(Object point labels)
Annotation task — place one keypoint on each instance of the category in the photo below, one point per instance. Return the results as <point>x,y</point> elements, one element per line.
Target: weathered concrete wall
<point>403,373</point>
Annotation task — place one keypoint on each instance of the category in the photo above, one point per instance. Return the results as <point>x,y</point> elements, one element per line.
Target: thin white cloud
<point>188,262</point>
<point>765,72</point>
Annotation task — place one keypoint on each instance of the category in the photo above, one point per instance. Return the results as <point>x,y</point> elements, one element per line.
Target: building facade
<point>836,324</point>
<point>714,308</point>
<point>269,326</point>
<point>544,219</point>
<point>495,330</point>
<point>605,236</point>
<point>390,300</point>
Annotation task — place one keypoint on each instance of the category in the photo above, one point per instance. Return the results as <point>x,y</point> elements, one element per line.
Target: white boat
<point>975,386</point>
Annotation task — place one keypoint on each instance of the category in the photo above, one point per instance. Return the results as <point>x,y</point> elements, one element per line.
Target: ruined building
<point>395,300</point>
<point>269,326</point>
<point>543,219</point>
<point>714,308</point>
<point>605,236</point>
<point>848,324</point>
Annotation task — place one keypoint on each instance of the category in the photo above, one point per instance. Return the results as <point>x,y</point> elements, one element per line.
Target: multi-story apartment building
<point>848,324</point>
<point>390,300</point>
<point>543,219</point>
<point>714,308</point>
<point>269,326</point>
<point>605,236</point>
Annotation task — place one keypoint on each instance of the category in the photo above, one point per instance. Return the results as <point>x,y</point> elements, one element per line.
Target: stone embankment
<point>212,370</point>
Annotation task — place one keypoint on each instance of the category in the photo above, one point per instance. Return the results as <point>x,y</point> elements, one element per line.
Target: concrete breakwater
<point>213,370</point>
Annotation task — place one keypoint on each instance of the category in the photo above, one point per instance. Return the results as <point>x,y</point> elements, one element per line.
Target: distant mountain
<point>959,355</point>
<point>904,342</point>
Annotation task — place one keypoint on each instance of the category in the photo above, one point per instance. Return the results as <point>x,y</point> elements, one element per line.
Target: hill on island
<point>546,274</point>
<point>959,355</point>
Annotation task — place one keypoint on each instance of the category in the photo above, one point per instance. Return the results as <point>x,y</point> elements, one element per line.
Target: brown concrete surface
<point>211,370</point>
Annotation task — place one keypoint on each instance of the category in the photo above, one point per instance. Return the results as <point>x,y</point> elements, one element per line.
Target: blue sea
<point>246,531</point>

### EXERCISE BRIEF
Retype the records without any change, from the beginning up to and including the line that contains "<point>212,370</point>".

### WRITTEN SOLUTION
Annotation task — place one keypoint on each instance of the category in the photo below, one point per instance. Return the results as <point>x,y</point> elements, one element per line.
Target: weathered concrete wall
<point>403,373</point>
Annotation task — place one keypoint on each instance of the category in the photo above, one point per instance. Return the results as <point>x,y</point> elements, one element per line.
Target: thin white cloud
<point>188,262</point>
<point>765,72</point>
Annotation task — place one keypoint on each instance of the category in the photo above, one point per instance. Return the results as <point>x,y</point> elements, one element per line.
Target: building facade
<point>836,324</point>
<point>714,308</point>
<point>269,326</point>
<point>544,219</point>
<point>495,330</point>
<point>605,236</point>
<point>390,300</point>
Annotation task — place one keypoint on each instance of the category in the photo above, one point per instance. Return the results as <point>x,y</point> elements, one element per line.
Target: white boat
<point>975,386</point>
Annotation task — place one keypoint on each instance of the category in the photo above, one point per instance. Return the results as <point>x,y</point> elements, one element per line.
Target: ruined building
<point>395,300</point>
<point>269,326</point>
<point>543,219</point>
<point>714,308</point>
<point>605,236</point>
<point>848,324</point>
Annotation task — place one keypoint on each instance of the category in the photo above, one point per instance. Return the results as <point>x,y</point> elements, one element per line.
Target: multi-story apartment building
<point>848,324</point>
<point>390,300</point>
<point>543,219</point>
<point>714,308</point>
<point>269,326</point>
<point>605,236</point>
Annotation task — place one keypoint on each instance of the category in the photo above, one point per instance. Return the results as <point>x,y</point> elements, one element per line.
Target: stone embankment
<point>212,370</point>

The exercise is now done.